===== Data for this exercise
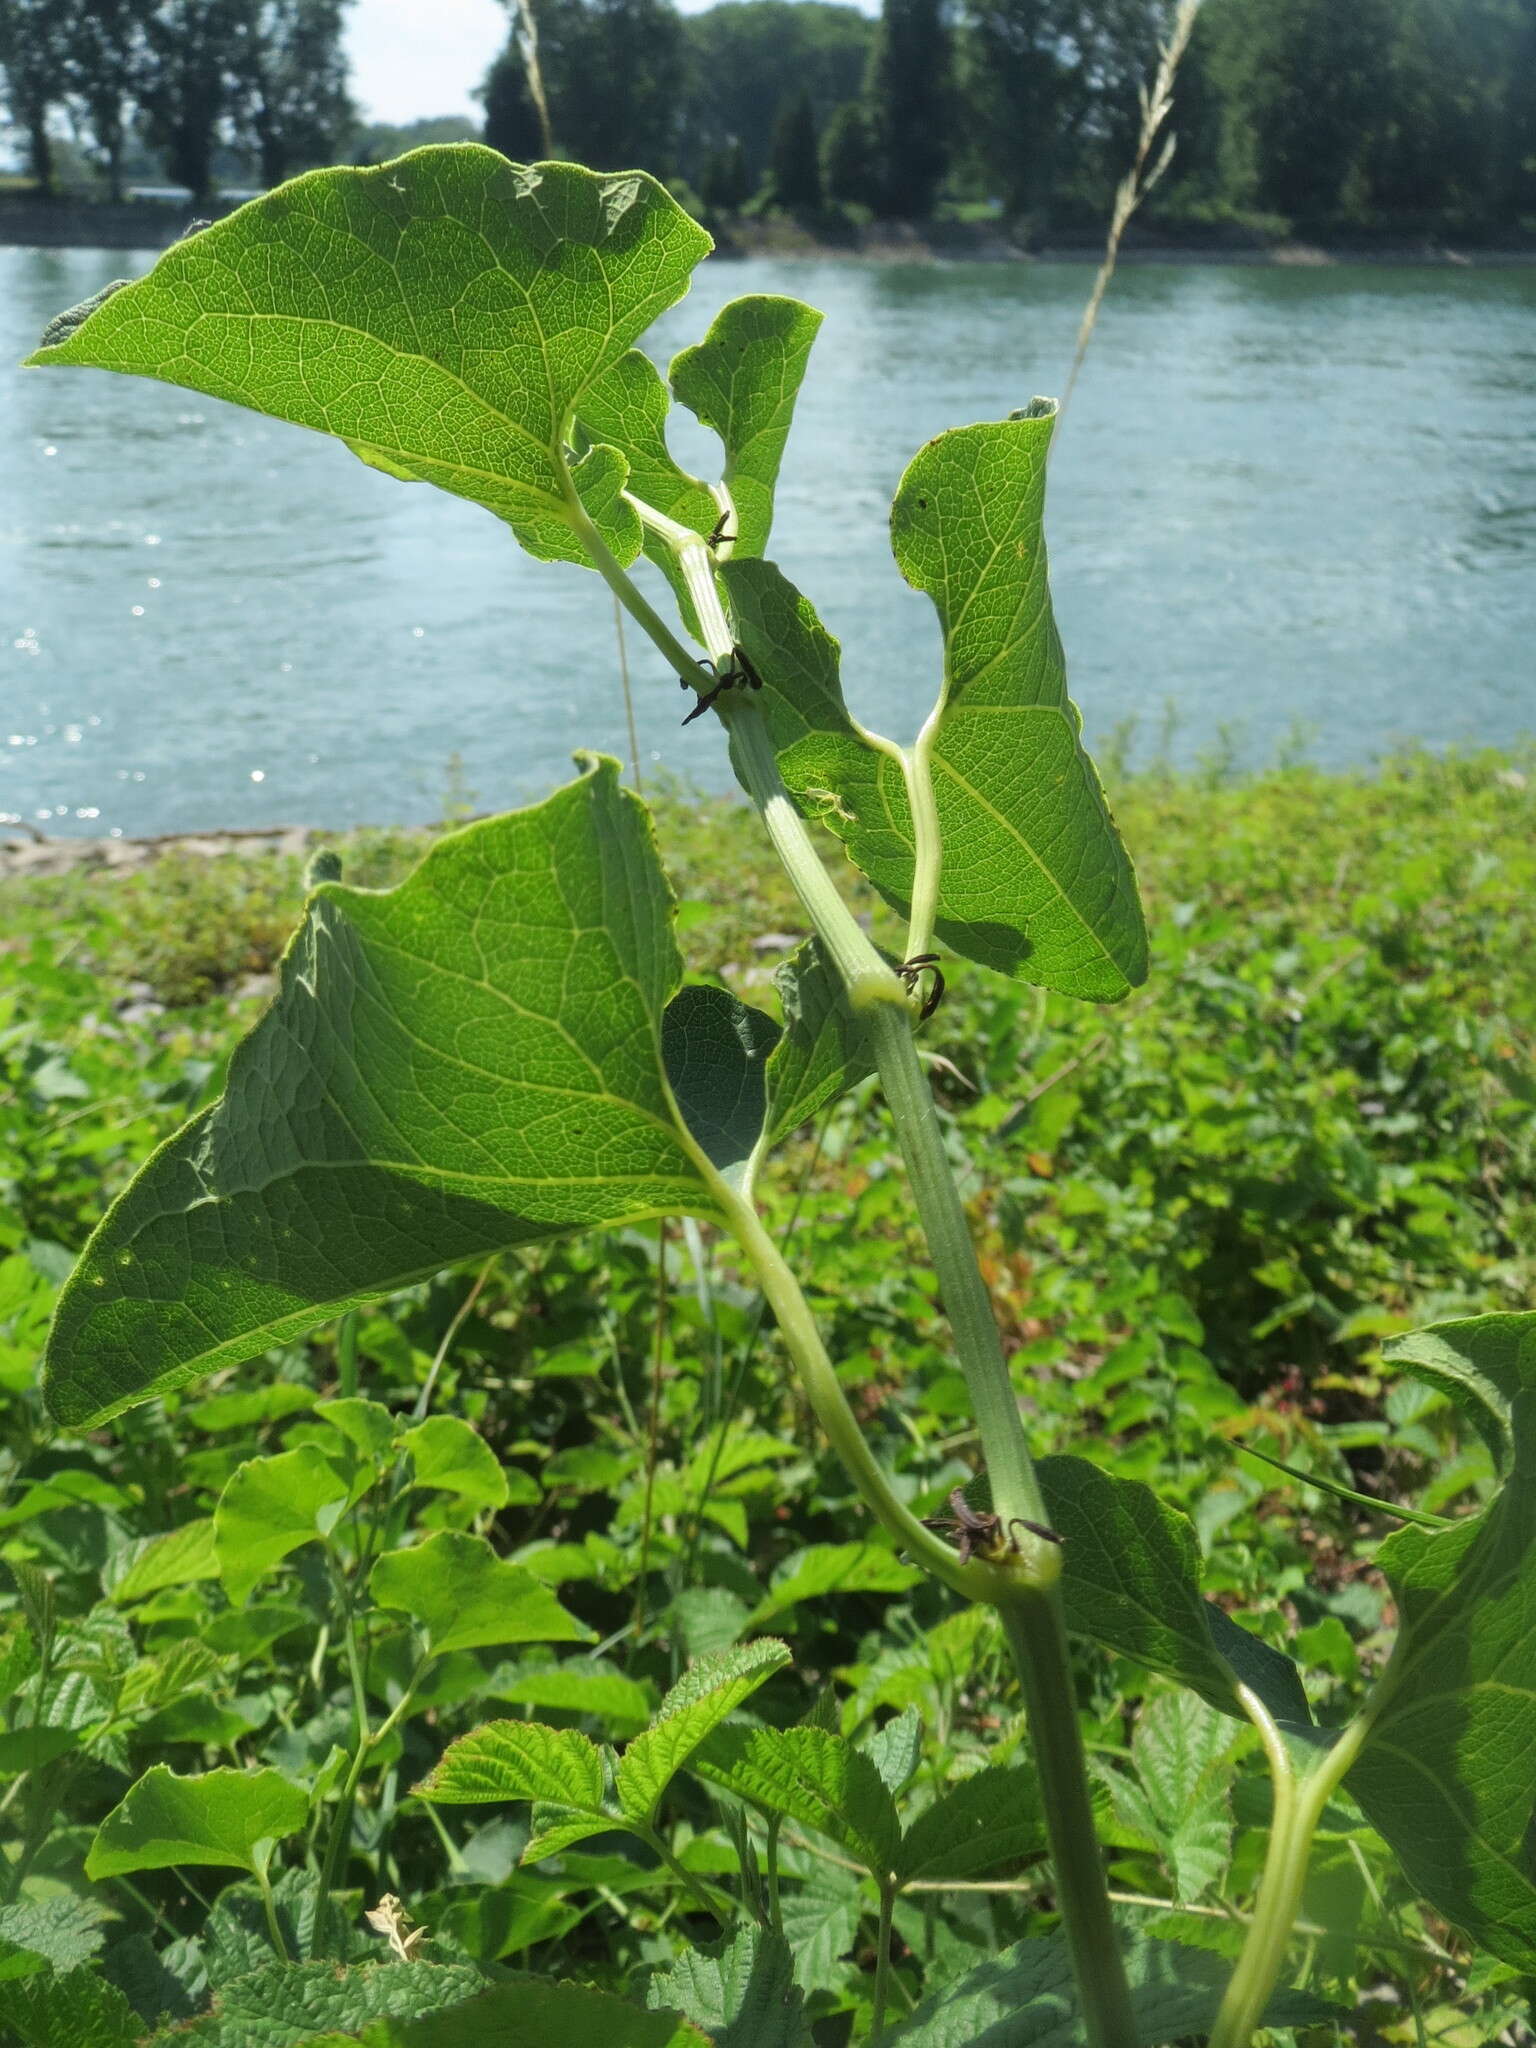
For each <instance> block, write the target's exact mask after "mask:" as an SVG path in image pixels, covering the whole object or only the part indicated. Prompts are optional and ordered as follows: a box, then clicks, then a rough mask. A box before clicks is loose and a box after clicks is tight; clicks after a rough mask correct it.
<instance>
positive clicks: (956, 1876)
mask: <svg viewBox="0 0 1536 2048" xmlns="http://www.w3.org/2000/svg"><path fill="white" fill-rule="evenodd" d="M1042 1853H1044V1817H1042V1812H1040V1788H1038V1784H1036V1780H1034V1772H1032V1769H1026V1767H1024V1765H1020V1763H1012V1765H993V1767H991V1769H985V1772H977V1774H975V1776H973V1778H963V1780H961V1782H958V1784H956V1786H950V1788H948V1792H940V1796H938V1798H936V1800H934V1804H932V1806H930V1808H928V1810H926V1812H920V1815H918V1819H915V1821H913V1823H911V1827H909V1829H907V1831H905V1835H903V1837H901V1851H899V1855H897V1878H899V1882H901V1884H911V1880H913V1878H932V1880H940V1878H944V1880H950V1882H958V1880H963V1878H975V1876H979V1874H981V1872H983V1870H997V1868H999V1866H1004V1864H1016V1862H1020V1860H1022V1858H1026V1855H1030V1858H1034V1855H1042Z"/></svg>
==========
===== Data for this exercise
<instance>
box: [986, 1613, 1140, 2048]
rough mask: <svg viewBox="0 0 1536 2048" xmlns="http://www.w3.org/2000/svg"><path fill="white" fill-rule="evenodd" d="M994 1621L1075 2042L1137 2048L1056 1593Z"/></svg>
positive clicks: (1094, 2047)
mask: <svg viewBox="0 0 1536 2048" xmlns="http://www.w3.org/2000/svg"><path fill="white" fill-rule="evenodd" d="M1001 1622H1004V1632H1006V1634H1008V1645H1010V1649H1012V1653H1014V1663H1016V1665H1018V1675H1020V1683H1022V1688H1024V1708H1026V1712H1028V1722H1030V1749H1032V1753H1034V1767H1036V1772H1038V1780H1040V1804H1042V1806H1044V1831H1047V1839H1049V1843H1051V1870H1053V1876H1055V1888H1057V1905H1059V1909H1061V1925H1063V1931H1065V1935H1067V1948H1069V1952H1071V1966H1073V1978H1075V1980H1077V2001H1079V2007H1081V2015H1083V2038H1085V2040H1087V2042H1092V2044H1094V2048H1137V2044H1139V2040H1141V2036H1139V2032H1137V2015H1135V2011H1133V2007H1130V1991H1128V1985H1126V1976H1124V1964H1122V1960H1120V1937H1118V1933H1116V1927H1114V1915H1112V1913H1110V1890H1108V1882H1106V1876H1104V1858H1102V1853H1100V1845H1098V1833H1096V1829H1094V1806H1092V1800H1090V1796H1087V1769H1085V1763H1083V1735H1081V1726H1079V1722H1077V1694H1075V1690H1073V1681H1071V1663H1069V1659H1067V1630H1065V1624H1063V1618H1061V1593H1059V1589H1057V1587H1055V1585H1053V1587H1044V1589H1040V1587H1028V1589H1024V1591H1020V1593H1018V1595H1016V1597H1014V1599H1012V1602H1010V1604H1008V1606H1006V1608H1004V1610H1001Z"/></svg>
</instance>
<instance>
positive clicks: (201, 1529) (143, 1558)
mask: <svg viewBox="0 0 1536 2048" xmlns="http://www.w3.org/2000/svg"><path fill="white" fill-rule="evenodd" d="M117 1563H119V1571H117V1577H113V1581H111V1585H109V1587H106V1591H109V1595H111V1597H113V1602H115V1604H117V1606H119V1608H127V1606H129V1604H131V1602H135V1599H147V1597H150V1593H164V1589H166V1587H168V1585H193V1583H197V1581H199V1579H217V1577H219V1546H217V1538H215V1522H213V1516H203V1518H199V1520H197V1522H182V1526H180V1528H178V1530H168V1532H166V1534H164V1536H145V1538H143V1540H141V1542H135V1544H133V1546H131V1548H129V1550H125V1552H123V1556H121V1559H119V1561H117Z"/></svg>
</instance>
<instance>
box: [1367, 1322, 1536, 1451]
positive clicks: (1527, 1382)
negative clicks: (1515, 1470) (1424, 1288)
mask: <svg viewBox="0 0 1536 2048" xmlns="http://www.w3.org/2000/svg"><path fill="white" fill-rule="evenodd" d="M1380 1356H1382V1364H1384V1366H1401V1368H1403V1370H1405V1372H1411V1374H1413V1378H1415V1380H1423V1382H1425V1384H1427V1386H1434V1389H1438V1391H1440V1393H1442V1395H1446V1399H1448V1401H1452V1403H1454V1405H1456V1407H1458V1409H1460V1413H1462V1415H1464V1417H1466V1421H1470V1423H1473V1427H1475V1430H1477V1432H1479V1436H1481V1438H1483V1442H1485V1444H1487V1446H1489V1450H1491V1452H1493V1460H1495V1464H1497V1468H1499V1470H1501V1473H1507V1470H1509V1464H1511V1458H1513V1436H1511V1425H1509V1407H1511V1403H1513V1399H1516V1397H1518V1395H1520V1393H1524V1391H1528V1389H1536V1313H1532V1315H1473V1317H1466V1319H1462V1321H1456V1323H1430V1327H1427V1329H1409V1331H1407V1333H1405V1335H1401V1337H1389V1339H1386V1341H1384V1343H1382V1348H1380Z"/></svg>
==========
About this task ->
Return each line from the items above that contains the word "rough", copied in full.

Result ->
For each <instance> block, write the target's exact mask after "mask:" as an SVG path in image pixels, covering the whole object or only the part indicated. Prompts are optional and ordered as follows: a box, then clicks, then a rough mask. A box before clicks is loose and a box after clicks is tight; clicks after a rough mask correct it.
rough mask: <svg viewBox="0 0 1536 2048" xmlns="http://www.w3.org/2000/svg"><path fill="white" fill-rule="evenodd" d="M994 1621L1075 2042L1137 2048L1056 1593Z"/></svg>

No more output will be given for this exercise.